Your instructions :: Pick out each line in the records below that contains the word "brown" and copy those lines.

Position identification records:

..........

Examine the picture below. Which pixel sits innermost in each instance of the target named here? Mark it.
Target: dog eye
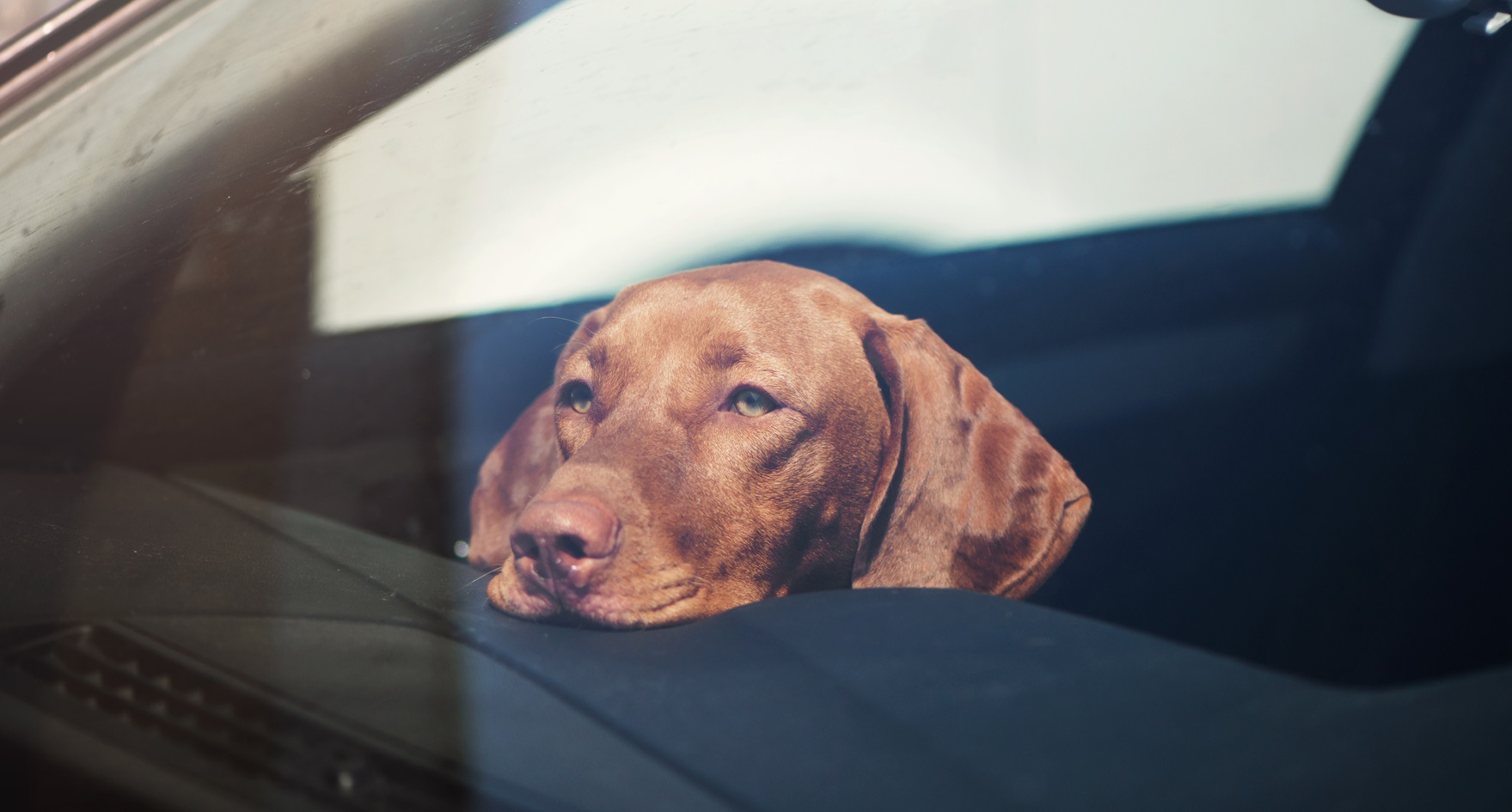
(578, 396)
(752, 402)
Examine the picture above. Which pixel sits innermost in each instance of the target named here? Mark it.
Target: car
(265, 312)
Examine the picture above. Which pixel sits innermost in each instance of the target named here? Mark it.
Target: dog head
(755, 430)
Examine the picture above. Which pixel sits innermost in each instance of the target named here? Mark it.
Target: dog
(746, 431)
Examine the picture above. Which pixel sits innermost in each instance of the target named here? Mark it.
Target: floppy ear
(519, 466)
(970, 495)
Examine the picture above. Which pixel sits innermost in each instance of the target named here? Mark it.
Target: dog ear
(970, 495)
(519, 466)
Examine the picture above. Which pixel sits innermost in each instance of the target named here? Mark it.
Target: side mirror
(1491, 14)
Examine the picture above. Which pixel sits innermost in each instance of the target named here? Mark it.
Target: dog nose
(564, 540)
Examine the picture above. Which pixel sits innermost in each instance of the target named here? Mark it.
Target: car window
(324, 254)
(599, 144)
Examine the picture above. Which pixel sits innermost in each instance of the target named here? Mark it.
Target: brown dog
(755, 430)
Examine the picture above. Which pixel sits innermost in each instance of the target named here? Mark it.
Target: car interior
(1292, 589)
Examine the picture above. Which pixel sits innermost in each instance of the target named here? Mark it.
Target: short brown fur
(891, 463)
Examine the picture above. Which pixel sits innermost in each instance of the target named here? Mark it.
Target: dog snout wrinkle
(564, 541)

..........

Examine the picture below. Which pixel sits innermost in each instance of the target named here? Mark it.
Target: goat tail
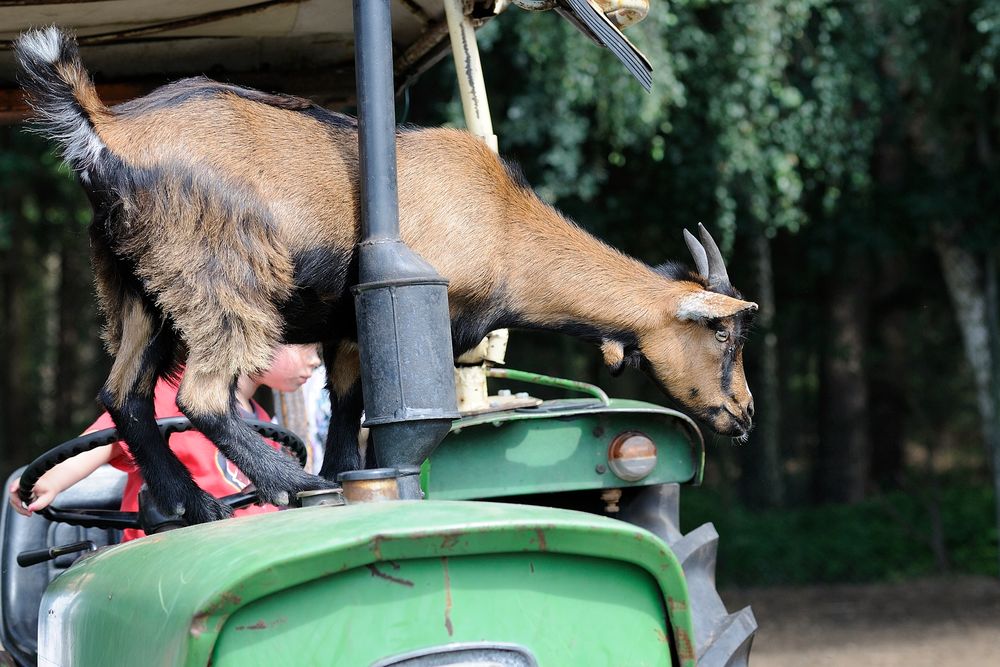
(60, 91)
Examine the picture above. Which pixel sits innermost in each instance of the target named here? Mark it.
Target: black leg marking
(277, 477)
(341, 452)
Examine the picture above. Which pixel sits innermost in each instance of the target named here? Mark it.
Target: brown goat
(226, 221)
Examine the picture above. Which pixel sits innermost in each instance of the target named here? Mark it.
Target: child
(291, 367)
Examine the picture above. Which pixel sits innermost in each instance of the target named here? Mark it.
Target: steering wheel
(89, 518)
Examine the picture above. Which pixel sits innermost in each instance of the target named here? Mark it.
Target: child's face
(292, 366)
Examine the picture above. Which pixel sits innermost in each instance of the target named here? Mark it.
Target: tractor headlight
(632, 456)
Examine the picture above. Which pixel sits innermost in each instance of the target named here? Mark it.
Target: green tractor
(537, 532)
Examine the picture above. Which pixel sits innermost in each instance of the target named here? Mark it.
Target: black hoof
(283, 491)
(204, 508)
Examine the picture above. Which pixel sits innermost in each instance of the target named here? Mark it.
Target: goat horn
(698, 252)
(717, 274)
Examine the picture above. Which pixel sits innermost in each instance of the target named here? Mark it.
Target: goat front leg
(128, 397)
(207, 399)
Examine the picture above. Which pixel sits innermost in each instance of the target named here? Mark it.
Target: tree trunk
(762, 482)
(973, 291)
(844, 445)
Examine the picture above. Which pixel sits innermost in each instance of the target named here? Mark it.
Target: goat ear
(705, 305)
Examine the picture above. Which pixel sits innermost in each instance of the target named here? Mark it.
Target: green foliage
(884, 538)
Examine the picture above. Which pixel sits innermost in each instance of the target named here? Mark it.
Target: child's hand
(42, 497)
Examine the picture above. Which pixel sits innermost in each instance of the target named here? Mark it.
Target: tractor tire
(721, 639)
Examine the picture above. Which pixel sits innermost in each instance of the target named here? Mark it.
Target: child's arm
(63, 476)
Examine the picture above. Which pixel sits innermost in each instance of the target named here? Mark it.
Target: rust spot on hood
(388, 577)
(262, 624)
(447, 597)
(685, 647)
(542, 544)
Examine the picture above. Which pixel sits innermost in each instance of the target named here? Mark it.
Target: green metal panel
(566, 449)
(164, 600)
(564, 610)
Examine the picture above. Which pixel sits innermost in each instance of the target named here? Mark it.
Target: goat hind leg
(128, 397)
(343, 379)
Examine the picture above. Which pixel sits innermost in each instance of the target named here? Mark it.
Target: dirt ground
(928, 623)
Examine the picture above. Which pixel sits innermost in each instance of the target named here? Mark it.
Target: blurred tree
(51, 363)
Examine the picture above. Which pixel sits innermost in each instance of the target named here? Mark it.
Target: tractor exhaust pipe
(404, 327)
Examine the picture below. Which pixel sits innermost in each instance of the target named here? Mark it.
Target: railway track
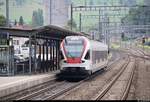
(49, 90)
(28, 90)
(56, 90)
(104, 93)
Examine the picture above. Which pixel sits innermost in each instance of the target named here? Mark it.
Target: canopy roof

..........

Solution for this problem ::
Target: brown dog
Target: short brown fur
Target: brown goat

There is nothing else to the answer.